▸ Task directions: Locate each line in the listing below that contains the string "house" and copy those lines.

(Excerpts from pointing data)
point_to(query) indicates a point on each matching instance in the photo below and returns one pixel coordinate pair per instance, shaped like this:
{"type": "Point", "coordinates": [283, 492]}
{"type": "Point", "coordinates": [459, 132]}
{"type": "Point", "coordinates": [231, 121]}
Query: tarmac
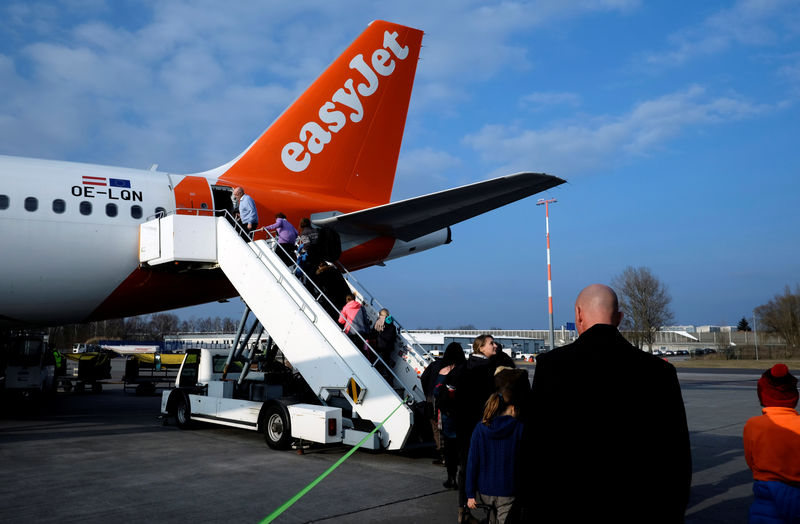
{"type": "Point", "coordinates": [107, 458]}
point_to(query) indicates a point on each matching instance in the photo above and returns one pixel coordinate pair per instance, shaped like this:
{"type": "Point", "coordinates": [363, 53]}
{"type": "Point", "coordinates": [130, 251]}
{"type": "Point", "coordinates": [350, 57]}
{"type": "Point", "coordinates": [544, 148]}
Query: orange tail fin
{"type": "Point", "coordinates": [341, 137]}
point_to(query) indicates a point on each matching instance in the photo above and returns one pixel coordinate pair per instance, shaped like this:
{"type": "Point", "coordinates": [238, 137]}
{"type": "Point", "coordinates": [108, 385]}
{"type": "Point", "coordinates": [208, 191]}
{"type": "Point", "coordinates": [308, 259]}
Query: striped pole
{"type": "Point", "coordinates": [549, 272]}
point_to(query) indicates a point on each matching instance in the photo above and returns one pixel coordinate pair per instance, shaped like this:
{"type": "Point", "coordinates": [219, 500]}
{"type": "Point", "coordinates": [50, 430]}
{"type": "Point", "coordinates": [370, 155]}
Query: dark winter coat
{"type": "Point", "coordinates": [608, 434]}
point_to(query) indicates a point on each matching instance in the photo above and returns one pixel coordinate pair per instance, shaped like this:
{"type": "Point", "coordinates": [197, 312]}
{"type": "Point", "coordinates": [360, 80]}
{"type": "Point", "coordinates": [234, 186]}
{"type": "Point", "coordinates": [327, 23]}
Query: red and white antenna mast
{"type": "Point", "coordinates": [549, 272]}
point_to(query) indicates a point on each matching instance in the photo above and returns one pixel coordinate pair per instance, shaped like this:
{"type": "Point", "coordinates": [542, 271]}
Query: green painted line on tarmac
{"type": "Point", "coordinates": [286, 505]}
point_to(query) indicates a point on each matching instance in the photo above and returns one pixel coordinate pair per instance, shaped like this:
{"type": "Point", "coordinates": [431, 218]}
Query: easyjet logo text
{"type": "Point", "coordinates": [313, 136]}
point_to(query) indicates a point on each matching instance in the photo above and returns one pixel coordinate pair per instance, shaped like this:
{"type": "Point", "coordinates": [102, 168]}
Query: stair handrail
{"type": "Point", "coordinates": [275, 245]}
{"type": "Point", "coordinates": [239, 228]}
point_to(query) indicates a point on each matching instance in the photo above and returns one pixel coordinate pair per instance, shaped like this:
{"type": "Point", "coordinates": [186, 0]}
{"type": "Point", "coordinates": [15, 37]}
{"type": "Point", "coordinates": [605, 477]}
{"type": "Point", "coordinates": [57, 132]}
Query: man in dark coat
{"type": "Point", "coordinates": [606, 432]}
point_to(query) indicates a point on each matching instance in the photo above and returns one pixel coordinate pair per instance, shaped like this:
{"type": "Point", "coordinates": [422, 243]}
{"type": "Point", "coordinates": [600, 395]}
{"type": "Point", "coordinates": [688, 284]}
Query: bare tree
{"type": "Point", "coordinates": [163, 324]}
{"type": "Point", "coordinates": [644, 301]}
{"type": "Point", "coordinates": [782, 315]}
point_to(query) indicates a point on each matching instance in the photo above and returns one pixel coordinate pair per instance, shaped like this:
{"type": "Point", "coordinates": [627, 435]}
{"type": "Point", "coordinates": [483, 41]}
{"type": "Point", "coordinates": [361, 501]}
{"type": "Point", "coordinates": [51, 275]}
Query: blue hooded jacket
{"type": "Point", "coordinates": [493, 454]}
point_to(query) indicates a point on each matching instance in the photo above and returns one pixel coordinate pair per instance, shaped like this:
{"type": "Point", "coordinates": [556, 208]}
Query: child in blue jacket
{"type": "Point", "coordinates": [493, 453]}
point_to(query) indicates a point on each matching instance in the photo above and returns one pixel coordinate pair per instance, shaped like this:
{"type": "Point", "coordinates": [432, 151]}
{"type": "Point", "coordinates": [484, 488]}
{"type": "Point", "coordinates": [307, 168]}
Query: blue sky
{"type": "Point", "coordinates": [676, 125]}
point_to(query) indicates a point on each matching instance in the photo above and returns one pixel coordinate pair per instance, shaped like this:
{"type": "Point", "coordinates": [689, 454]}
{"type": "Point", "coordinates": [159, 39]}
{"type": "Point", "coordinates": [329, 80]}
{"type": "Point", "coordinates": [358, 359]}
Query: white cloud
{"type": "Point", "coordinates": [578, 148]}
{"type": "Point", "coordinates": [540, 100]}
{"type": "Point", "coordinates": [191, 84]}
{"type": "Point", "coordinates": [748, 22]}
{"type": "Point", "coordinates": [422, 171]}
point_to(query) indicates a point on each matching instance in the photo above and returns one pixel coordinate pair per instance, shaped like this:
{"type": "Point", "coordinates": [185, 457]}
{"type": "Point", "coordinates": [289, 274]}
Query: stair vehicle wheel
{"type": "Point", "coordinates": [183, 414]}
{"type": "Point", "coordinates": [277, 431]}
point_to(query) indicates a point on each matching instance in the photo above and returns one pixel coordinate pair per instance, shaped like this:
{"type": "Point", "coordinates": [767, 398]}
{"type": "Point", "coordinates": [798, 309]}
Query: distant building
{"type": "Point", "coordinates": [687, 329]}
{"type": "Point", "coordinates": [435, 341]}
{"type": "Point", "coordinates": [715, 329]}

--

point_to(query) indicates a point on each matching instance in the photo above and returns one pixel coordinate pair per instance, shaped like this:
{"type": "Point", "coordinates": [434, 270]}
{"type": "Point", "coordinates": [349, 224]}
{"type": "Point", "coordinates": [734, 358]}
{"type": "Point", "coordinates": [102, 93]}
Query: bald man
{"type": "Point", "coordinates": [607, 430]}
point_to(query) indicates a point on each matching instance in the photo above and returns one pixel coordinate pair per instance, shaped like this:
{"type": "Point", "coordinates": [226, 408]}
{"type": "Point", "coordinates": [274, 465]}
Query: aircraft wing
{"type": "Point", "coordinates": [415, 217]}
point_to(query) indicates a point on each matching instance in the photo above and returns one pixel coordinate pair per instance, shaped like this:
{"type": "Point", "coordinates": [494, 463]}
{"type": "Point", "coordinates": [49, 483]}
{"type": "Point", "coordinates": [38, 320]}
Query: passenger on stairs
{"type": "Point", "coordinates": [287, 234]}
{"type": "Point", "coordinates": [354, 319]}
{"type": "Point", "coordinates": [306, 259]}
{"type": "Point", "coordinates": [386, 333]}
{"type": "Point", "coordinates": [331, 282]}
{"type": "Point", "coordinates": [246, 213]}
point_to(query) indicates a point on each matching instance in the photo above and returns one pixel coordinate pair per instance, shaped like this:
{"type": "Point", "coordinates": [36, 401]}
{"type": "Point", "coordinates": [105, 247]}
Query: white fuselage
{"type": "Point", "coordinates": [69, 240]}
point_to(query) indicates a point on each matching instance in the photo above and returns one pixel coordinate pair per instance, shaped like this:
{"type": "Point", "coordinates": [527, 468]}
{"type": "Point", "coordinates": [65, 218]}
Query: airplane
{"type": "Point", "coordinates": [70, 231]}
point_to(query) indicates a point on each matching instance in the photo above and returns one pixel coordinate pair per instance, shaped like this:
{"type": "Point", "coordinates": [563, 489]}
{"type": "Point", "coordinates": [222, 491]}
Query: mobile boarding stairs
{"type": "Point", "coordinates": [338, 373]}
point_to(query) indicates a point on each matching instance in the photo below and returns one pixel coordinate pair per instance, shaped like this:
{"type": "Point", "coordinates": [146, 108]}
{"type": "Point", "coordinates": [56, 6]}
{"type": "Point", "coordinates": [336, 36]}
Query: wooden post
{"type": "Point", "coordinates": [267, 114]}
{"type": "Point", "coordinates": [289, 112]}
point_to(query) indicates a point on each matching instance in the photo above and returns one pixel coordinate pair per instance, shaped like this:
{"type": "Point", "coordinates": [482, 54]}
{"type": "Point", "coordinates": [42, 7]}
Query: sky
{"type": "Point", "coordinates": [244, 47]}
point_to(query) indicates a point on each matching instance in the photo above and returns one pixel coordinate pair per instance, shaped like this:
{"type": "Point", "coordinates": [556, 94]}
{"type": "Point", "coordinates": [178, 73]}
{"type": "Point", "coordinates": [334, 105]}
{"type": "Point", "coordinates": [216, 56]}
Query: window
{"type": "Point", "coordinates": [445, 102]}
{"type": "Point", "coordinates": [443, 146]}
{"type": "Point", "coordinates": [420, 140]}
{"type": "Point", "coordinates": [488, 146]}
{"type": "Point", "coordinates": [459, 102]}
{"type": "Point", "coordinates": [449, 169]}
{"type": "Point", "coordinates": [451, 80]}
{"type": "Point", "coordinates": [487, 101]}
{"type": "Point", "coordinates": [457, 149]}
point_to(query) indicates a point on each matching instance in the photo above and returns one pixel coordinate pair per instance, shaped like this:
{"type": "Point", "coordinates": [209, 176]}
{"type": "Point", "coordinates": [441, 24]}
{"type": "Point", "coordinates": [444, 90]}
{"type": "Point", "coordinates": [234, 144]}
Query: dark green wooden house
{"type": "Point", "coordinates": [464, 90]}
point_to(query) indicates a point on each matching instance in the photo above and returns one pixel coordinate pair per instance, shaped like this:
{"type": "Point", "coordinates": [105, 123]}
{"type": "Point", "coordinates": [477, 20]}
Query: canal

...

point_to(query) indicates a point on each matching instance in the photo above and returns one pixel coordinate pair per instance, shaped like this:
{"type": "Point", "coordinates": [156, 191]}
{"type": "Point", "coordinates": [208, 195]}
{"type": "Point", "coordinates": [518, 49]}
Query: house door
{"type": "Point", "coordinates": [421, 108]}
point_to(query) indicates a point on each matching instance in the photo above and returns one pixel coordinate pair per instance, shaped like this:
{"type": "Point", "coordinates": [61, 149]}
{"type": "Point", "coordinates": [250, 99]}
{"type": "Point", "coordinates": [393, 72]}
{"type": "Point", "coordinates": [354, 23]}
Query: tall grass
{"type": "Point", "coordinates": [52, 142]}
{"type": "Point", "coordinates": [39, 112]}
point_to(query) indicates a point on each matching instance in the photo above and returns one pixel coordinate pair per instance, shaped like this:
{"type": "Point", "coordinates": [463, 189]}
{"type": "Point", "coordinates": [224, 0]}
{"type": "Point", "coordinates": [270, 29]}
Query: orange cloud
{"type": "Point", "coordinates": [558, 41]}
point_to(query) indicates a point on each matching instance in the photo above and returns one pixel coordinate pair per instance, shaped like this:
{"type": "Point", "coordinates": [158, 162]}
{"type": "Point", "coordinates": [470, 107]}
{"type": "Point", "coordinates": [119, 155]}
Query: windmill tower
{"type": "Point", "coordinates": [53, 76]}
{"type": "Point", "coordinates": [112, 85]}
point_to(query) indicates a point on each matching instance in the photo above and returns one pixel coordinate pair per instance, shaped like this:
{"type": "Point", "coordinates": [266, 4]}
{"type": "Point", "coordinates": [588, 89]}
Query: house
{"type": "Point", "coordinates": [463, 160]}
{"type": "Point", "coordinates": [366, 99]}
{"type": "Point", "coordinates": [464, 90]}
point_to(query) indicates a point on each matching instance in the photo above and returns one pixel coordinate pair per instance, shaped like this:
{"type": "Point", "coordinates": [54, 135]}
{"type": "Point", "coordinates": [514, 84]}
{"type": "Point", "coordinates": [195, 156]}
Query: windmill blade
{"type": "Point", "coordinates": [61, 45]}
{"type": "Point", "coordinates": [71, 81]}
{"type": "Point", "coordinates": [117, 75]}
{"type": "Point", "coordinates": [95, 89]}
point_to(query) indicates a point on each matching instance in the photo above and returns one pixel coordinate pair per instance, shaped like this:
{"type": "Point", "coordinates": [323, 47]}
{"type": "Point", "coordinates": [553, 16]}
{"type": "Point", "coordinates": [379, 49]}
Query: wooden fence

▸ Complete output:
Query: dark green wooden house
Query: house door
Query: house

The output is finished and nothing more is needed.